Wherever "rough" appears in the records below, copy the line that holds it.

+ + + +

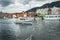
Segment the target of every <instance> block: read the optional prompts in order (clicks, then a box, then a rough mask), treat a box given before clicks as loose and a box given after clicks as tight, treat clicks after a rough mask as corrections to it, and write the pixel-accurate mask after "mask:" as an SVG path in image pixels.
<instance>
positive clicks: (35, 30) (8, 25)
mask: <svg viewBox="0 0 60 40" xmlns="http://www.w3.org/2000/svg"><path fill="white" fill-rule="evenodd" d="M59 26H60V21H57V20H55V21H54V20H53V21H51V20H48V21H46V20H43V21H42V20H37V21H33V24H32V25H25V24H15V23H13V21H12V19H0V40H30V39H31V40H59V39H60V37H59V36H60V31H59V30H60V27H59Z"/></svg>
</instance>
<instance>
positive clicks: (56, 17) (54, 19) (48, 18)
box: [44, 15, 60, 20]
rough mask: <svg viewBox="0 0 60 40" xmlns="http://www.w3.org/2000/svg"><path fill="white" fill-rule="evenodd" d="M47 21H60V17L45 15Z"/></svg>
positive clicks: (56, 16) (50, 15)
mask: <svg viewBox="0 0 60 40" xmlns="http://www.w3.org/2000/svg"><path fill="white" fill-rule="evenodd" d="M44 19H45V20H48V19H49V20H60V15H45V17H44Z"/></svg>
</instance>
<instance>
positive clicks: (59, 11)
mask: <svg viewBox="0 0 60 40" xmlns="http://www.w3.org/2000/svg"><path fill="white" fill-rule="evenodd" d="M36 13H40V14H46V15H50V14H52V15H59V14H60V8H58V7H53V8H42V9H37V11H36Z"/></svg>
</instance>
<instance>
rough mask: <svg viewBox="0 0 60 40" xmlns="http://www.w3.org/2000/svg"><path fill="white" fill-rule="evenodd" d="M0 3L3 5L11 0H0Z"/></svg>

+ + + +

▸ **Result of the task**:
Segment the target of every <instance> block: read the optional prompts in order (clicks, then a box, then a rough mask), treat a box given before clicks as loose and a box given after clicks as tight, treat clicks after a rough mask as corrections to it, and write the pixel-accurate mask after "mask:" as an SVG path in image pixels.
rough mask: <svg viewBox="0 0 60 40" xmlns="http://www.w3.org/2000/svg"><path fill="white" fill-rule="evenodd" d="M47 21H60V17L45 15Z"/></svg>
rough mask: <svg viewBox="0 0 60 40" xmlns="http://www.w3.org/2000/svg"><path fill="white" fill-rule="evenodd" d="M0 3L3 5L11 0H0Z"/></svg>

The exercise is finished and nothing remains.